### Exercise task
Could you write the next part of the entry on the year 184, picking up right after its last line rather than after the data?
start Selected extract
Year 184 (CLXXXIV) was a leap year starting on Wednesday (link will display the full calendar) of the Julian calendar. At the time, it was known as the Year of the Consulship of Eggius and Aelianus (or, less frequently, year 937 Ab urbe condita). The denomination 184 for this year has been used since the early medieval period, when the Anno Domini calendar era became the prevalent method in Europe for naming years.

Events 
 By place 
 China 
 The Yellow Turban Rebellion and Liang Province Rebellion break out in China.
 The Disasters of the Partisan Prohibitions ends.
 Zhang Jue leads the peasant revolt against Emperor Ling of Han of the Eastern Han Dynasty. Heading for the capital of Luoyang, his massive and undisciplined army (360,000 men), burns and destroys government offices and outposts.
 June – Ling of Han places his brother-in-law, He Jin, in command of the imperial army and sends them to attack the Yellow Turban rebels.
end Selected extract
start Records
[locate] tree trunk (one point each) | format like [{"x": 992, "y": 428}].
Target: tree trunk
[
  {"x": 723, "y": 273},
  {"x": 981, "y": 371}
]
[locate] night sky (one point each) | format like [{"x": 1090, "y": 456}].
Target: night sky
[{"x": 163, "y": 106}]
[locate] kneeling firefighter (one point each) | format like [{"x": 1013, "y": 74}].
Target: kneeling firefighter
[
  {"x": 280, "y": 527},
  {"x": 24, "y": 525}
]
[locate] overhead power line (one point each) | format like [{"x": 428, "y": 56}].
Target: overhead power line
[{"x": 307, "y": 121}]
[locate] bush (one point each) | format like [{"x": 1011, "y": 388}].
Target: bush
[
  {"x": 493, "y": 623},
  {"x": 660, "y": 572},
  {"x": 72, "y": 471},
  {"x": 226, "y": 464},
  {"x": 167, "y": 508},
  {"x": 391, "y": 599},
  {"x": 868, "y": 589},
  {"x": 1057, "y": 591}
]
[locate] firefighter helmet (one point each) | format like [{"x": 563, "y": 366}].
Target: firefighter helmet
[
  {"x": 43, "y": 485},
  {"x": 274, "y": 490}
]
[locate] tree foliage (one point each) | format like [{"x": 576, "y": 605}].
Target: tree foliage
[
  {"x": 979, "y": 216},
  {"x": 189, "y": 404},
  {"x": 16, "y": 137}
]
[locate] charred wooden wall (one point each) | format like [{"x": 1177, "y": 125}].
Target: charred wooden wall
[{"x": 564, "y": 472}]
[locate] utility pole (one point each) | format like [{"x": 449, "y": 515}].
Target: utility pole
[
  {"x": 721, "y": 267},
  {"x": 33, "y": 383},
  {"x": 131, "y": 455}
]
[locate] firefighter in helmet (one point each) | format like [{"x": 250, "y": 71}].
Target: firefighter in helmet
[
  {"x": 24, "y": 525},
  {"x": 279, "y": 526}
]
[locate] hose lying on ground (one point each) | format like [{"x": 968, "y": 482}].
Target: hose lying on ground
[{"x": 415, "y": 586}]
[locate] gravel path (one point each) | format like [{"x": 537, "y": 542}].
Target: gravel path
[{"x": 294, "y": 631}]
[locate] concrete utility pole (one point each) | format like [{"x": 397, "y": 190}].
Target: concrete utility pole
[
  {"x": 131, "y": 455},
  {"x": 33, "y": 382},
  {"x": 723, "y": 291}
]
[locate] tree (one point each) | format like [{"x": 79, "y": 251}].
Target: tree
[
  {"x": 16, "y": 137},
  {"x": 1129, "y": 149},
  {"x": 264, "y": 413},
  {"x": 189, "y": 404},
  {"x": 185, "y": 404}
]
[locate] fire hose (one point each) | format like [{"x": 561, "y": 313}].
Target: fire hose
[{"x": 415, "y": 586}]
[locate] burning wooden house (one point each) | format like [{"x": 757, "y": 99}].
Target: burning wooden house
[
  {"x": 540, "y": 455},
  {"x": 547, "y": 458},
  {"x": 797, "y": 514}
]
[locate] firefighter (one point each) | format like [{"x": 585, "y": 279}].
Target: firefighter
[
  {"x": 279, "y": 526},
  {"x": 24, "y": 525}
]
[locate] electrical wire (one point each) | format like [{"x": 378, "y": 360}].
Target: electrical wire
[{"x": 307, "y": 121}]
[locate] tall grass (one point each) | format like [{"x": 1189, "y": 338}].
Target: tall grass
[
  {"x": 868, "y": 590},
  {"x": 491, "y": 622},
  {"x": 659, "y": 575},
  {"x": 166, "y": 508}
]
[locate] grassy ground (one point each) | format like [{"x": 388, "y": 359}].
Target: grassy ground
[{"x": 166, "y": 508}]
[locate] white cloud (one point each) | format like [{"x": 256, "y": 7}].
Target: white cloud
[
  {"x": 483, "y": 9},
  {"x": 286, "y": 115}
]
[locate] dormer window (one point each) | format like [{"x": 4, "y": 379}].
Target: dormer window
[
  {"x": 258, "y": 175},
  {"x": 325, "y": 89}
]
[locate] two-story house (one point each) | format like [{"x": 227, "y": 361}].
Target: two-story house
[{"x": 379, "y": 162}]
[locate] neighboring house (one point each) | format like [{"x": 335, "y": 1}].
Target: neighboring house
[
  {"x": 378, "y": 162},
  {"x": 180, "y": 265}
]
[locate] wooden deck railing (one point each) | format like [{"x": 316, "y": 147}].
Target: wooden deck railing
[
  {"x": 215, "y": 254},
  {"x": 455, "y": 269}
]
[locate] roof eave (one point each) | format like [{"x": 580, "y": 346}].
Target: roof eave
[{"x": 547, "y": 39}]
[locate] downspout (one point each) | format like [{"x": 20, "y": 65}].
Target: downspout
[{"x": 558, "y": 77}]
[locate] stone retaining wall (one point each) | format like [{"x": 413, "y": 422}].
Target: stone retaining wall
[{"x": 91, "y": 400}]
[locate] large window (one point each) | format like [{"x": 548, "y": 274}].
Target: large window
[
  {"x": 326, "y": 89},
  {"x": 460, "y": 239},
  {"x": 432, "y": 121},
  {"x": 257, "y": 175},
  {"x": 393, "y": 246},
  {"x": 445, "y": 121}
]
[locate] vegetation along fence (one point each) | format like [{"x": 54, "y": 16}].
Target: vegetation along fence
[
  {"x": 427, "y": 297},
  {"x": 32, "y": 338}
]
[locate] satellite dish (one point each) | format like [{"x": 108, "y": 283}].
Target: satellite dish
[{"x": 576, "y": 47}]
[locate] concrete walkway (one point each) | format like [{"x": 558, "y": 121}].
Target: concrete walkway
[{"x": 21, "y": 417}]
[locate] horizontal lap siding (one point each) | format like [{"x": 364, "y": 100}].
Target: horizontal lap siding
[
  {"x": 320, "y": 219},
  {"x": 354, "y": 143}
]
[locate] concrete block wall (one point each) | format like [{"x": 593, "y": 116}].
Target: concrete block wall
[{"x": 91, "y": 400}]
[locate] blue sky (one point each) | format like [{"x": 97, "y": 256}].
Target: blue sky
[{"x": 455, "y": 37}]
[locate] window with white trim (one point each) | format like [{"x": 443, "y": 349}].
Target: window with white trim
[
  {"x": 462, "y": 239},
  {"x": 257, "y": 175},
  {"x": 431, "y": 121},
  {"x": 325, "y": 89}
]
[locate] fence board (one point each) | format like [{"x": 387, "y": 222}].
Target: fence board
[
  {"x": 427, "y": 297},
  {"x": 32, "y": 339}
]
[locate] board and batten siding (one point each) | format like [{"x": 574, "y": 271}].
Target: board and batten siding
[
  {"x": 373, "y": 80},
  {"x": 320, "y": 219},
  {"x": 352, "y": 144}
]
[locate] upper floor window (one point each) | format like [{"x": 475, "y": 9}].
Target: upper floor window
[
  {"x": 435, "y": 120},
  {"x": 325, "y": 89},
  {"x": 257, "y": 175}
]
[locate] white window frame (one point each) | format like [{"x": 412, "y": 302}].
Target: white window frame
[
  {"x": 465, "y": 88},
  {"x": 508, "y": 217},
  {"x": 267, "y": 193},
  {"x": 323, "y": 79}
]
end Records
### Result below
 Winter – Zhang Jue dies of illness while his brothers Zhang Bao and Zhang Liang are killed in battles against Han imperial forces. The Yellow Turban rebels become scattered.
 Last (6th) year of Guanghe era and the start of Zhongping era of the Eastern Han dynasty.
 Korea 
 King Gogukcheon (Gaonanwu) of Goguryeo (Gaogouli) pushes Chinese armies all the way back to Liaodong.
 Beolhyu becomes king of Silla.

Births 
 Guo Nüwang, Chinese empress of the Cao Wei state (d. 235)
 Origen, Christian scholar and theologian (approximate date)

Deaths 
 June 6 – Qiao Xuan (or Gongzu), Chinese official (b. 110)
 Adalla of Silla, Korean ruler (House of Park)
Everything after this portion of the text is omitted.